[[ Reading text, beginning ]]

Wednesday, April 30, 2008



Deadline

by Chris Crutcher

I was just trying to figure out which other books by C.C. I've read so I could tack them on to this entry. I know I read Athletic Shorts, but I can't figure out which other one. I know it was something to do with sports... Um, yeah, pretty much all his books are. In any case, it didn't make a huge impression, apparently, and neither did the short story collection, although I remember both being perfectly adequate examples of the high-school-athlete-overcomes-obstacle genre.

Anyway. I do remember thinking it was all too obviously an adult (and I don't even mean twenty- or thirty-something) trying to write in the voice of a teenager. But I didn't notice that in this new book, oddly enough. It was a fun, quick read — fun despite the plot revolving around the imminent death of the 18-year-old protagonist from a fast-acting, incurable disease that he hasn't told his family or friends about.

The character has a really engaging voice, and he does all the narrating, so there's no evidence of Crutcher's crotchetiness. There is the occasional odd turn of phrase, but I'd chalk that up to the rural Idaho setting and/or the "things my dad says" phenomenon. For example: "I'd swim through five hundred yards of molten turds to listen to her fart into a paper sack over the telephone" — which actually cracked me up.

And speaking of crack, this football-related quote gave me a different sort of thrill: "Thomas taps the lineman on the hole he's going through, twice on the butt."

[[ Reading text, end ]]

Prompt A: For each statement about the review of Deadline, answer yes or no and quote the exact words from the review that decide it: (i) The protagonist is 18 years old. (ii) Several characters share the narration. (iii) The book is set in rural Idaho.
Prompt B: List every age or age range that the review of Deadline gives as a number or in number words.

[[ Supplied entries, beginning ]]

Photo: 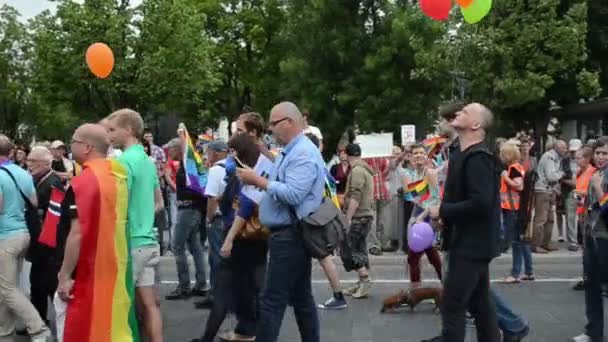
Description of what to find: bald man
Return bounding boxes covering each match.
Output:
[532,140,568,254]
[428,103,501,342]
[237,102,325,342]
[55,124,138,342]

[[ Supplied entries, end ]]
[[ Supplied entries, beginning ]]

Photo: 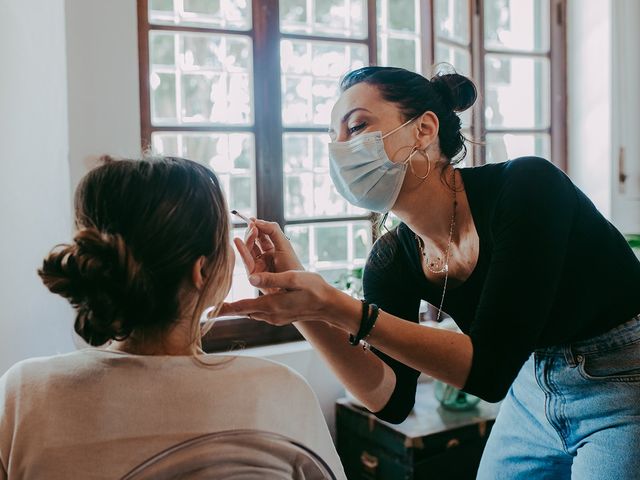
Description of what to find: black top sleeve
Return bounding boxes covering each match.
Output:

[[ Supplied entries, end ]]
[[ Supplied entries, beginning ]]

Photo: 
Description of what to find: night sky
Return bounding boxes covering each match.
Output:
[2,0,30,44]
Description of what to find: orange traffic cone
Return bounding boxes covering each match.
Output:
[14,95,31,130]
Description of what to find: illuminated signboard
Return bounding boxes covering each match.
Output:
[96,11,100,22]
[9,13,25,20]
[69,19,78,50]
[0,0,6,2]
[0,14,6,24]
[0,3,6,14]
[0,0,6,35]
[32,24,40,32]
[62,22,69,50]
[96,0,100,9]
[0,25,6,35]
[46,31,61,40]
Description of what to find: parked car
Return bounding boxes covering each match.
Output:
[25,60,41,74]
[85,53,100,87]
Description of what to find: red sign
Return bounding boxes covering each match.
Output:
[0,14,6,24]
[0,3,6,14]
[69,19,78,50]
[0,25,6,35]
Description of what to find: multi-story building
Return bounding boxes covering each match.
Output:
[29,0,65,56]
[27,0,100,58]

[[ Supplied entries, end ]]

Task result A:
(i) Yes: "the imminent death of the 18-year-old protagonist"
(ii) No: "he does all the narrating"
(iii) Yes: "the rural Idaho setting"

Task result B: twenty-something; thirty-something; 18 (the protagonist's age)